Top of Excerpt provided

The lack of coordinated collaboration contradicts best practices emphasized by the International Federation of Social Workers (IFSW) and the International Association of Schools of Social Work (IASSW) on the necessity of reciprocal partnerships to ensure ethical and quality practicum instruction (IFSW, 2020; IFSW & IASSW, 2014). Participants also articulated the transformative nature of stronger partnerships, expressing their desire for Memoranda of Understanding (MOUs), ongoing communication mechanisms, shared training opportunities, and collaborative supervision models to strengthen practicum education across the continent. In the same line, Anka (2014) argued for an MOU to assist both universities and practicum agencies in planning placements that best meet students’ aspirations, promote professionalism, and foster collaborations for experiential learning.
Limitations
This study was conducted during the COVID-19 pandemic, and the findings should be considered in that context. Recruitment challenges (as detailed in the Methods section) resulted in a limited sample of African schools of social work. In particular, there was low representation of respondents and participants from Central and Northern Africa. Finally, internet availability and connectivity issues may have affected potential participants’ capacity to complete the online survey, which was also only available in English.

Bottom of Excerpt provided
Top of Data extracts

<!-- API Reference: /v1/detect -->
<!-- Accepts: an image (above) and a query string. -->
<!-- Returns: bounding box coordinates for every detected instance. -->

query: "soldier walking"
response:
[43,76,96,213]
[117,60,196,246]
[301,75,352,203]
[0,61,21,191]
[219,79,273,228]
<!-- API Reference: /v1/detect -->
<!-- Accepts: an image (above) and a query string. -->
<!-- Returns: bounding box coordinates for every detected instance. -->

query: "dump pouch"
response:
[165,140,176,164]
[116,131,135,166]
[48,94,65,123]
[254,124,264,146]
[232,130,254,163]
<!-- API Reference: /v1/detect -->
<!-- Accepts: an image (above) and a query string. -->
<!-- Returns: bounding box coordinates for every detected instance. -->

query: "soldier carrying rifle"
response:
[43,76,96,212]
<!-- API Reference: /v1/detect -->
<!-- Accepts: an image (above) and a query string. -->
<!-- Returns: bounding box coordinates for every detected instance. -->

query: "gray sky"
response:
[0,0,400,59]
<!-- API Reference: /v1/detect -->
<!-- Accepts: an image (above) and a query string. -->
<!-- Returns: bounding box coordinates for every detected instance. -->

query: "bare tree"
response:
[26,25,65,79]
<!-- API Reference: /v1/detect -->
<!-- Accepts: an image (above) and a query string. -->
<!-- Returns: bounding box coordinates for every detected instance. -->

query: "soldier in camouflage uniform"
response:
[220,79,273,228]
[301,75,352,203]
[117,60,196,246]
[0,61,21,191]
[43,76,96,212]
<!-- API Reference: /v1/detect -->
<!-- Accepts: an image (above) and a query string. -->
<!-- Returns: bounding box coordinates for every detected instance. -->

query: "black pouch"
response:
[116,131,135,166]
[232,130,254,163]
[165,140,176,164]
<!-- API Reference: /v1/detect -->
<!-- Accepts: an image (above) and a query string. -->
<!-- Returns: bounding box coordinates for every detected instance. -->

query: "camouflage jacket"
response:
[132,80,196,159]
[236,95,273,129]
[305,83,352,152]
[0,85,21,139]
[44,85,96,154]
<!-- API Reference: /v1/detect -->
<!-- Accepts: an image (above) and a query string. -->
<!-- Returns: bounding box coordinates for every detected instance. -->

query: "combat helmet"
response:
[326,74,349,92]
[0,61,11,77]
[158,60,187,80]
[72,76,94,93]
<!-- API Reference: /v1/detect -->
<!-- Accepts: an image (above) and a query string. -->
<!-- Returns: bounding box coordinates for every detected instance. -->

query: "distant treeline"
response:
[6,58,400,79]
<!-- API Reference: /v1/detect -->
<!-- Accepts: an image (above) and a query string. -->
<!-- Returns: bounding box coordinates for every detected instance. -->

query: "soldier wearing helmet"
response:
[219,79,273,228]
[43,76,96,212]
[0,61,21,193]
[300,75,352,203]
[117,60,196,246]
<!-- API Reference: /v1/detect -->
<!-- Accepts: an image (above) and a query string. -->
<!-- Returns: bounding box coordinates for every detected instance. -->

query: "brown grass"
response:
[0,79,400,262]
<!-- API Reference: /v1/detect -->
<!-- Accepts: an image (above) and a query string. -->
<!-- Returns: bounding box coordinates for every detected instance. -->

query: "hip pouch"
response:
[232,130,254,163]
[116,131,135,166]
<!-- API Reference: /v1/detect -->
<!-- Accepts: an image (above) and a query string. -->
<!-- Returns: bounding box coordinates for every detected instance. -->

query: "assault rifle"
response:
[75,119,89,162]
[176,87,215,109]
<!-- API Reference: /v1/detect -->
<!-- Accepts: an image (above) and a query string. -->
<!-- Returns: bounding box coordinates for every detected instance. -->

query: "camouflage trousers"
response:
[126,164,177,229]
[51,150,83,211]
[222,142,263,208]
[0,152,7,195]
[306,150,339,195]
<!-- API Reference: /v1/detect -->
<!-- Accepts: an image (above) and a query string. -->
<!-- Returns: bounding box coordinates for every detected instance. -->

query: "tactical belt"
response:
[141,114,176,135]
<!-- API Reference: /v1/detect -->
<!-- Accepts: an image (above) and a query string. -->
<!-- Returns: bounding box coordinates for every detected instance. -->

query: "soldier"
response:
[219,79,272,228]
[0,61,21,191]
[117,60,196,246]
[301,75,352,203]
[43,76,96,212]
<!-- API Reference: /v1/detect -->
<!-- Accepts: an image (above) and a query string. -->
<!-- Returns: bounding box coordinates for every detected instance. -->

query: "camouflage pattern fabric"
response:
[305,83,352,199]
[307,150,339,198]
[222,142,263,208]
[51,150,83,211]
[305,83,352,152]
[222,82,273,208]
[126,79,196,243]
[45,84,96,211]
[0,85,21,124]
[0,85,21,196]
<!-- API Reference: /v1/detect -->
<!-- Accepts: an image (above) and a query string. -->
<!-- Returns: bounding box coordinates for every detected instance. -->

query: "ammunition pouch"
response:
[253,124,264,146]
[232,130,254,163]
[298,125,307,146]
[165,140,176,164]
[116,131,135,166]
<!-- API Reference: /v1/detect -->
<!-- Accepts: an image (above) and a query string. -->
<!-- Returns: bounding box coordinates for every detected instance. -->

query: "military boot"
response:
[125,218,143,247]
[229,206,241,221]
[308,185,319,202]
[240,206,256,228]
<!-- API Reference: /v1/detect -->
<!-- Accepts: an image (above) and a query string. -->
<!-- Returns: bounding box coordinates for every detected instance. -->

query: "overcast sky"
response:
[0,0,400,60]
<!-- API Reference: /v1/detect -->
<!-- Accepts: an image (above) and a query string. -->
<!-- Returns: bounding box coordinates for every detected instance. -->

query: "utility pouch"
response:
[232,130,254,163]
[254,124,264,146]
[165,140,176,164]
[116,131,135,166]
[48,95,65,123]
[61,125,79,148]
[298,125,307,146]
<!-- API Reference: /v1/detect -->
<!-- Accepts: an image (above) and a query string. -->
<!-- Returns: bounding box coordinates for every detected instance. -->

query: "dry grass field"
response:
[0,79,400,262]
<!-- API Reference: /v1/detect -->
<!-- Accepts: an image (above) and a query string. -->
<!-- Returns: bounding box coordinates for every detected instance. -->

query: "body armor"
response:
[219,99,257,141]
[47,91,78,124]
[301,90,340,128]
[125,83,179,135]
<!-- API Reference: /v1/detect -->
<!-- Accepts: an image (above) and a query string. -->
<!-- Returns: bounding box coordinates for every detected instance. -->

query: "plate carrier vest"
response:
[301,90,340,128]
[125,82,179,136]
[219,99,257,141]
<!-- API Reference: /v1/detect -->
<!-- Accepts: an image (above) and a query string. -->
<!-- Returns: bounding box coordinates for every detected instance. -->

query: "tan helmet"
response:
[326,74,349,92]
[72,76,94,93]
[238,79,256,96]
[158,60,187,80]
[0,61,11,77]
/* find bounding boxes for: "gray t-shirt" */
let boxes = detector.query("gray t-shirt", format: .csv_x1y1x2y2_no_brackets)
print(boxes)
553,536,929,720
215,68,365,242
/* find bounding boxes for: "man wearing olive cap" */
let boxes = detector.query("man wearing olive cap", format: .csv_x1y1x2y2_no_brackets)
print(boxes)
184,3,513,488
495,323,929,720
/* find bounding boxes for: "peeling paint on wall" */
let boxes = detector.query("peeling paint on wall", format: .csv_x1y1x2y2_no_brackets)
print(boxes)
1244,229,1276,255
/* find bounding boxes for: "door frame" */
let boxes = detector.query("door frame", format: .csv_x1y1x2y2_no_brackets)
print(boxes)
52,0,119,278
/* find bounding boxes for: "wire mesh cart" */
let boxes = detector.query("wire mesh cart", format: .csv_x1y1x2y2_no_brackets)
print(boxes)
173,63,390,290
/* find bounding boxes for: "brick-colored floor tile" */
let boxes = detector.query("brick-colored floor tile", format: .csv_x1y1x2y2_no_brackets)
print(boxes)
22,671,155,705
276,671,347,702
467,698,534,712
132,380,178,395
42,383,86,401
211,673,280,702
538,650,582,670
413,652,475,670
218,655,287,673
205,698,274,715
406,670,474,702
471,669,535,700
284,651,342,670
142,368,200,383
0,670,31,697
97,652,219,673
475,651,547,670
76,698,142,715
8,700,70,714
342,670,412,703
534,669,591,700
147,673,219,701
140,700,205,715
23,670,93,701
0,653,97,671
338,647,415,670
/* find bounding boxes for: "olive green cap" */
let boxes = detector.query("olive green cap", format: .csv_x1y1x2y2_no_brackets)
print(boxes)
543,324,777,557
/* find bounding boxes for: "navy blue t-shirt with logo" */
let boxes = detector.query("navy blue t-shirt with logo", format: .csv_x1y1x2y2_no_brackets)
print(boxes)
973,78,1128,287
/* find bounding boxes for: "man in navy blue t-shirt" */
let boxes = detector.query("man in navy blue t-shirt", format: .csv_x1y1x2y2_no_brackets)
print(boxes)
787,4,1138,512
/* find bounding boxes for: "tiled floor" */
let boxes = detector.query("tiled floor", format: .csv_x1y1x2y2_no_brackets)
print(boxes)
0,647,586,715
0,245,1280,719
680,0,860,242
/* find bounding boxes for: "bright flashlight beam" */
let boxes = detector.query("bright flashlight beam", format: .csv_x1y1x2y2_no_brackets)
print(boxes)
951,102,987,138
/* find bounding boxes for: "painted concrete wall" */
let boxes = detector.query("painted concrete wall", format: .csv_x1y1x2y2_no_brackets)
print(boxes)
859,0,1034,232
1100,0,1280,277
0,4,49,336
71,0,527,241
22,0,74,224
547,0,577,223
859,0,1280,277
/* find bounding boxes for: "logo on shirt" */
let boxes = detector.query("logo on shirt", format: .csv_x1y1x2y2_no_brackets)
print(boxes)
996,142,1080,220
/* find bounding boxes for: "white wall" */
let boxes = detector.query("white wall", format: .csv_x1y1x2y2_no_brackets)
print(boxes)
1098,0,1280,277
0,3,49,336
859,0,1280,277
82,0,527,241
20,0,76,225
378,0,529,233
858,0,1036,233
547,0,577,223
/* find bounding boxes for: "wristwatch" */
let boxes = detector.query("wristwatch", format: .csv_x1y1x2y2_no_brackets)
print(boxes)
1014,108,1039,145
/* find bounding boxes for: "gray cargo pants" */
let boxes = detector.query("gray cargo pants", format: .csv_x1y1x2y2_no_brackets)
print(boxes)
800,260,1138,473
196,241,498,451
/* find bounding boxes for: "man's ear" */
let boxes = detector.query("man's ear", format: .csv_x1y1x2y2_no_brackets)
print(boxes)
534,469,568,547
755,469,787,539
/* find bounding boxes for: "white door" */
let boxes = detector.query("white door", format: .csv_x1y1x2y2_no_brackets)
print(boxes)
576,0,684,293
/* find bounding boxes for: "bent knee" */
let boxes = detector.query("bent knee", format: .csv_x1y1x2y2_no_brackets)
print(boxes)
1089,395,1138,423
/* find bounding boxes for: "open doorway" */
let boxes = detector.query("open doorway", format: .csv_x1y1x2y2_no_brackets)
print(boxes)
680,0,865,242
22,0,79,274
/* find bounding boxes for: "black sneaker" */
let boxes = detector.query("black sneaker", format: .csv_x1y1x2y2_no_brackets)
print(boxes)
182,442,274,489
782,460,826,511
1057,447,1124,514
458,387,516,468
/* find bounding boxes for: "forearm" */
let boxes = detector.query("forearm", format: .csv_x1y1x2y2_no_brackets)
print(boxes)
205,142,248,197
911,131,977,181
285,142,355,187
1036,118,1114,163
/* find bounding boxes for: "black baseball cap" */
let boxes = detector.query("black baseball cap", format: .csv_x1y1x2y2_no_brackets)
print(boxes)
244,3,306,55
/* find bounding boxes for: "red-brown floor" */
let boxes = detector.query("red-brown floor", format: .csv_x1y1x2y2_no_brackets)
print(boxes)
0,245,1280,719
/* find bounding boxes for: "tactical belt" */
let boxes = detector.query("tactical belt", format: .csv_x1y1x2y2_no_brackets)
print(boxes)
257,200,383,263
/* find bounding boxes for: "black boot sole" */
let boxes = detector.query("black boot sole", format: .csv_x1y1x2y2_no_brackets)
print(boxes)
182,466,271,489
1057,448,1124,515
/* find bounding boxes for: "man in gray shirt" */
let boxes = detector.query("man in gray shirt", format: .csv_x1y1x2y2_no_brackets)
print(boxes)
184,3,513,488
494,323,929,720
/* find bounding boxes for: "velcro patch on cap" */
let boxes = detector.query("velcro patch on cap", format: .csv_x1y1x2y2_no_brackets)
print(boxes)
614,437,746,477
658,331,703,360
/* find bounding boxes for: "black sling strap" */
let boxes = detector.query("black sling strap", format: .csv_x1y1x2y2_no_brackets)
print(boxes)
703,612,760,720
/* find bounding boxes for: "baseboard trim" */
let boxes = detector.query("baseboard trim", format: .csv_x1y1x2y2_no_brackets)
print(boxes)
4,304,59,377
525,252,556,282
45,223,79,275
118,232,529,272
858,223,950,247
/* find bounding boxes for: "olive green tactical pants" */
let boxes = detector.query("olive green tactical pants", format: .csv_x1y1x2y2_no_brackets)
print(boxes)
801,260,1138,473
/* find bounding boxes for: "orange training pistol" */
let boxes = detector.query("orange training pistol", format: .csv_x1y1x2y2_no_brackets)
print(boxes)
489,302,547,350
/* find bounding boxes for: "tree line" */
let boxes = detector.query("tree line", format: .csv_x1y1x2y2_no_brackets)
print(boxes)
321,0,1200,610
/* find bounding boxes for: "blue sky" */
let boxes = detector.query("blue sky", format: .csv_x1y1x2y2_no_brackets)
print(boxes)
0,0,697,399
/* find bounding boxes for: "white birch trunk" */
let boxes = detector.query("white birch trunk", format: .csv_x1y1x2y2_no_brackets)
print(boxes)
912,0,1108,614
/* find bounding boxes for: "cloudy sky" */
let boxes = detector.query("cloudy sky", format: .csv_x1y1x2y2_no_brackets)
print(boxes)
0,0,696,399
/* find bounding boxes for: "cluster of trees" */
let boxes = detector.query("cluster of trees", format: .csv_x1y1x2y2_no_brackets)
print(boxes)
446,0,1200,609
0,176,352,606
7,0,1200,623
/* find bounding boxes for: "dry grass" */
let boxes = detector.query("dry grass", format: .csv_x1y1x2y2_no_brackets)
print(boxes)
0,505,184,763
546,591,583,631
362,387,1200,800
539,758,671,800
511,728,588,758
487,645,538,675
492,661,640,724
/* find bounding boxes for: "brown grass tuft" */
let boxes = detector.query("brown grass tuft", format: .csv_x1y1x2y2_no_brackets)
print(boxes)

Bottom of Data extracts

**Exercises to complete:**
1. Rewrite the passage of the excerpt on social work practicum partnerships starting with "Limitations" and going on through "available in English.", replacing "online survey" with "web-based questionnaire".
2. Answer these questions using the excerpt on social work practicum partnerships:
(a) Which two organizations emphasize reciprocal partnerships for ethical and quality practicum instruction?
(b) During what event was the study conducted?
(c) In what language was the online survey available?
3. Rewrite the paragraph of the excerpt on social work practicum partnerships that begins "This study was conducted during the COVID-19 pandemic" as a bulleted list of its main points.

**Responses to the tasks:**
1.
Limitations
This study was conducted during the COVID-19 pandemic, and the findings should be considered in that context. Recruitment challenges (as detailed in the Methods section) resulted in a limited sample of African schools of social work. In particular, there was low representation of respondents and participants from Central and Northern Africa. Finally, internet availability and connectivity issues may have affected potential participants’ capacity to complete the web-based questionnaire, which was also only available in English.

2.
(a) The International Federation of Social Workers (IFSW) and the International Association of Schools of Social Work (IASSW).
(b) The COVID-19 pandemic.
(c) English only.

3.
- The study took place during the COVID-19 pandemic, and its findings should be read in that context.
- Recruitment challenges limited the sample of African schools of social work.
- Respondents and participants from Central and Northern Africa were underrepresented.
- Internet availability and connectivity problems may have kept potential participants from completing the online survey.
- The survey was available only in English.